**Your goal**
The listing below should be written out exactly; please include all of it.

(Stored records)
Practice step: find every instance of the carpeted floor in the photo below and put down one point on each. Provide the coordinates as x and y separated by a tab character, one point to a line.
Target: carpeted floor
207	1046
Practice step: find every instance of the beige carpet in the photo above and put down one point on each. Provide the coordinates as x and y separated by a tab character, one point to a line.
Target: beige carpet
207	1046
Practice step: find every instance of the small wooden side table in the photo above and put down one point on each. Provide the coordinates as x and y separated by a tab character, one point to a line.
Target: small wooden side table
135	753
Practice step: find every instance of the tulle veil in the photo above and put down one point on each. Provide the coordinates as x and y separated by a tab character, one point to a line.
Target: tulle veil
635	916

**The response**
Practice step: find every instance of the carpeted floor in the photo below and put down one point on each. Provide the coordinates as x and y separated by a tab character, one point to a line.
Target: carpeted floor
207	1046
Practice step: find every instance of the beige carpet in the photo above and put down one point on each. Provide the coordinates as x and y separated by a tab character, one point to a line.
Target: beige carpet
207	1046
Practice step: find every instance of the small wooden side table in the photo above and put down one point on each. Provide the coordinates as x and y separated by a tab character, one point to a line.
Target: small wooden side table
135	753
Practice step: find every instance of the tulle veil in the photo above and put down one point on each. Provide the coordinates as x and y separated by a tab character, one point to a line.
Target: tulle veil
635	916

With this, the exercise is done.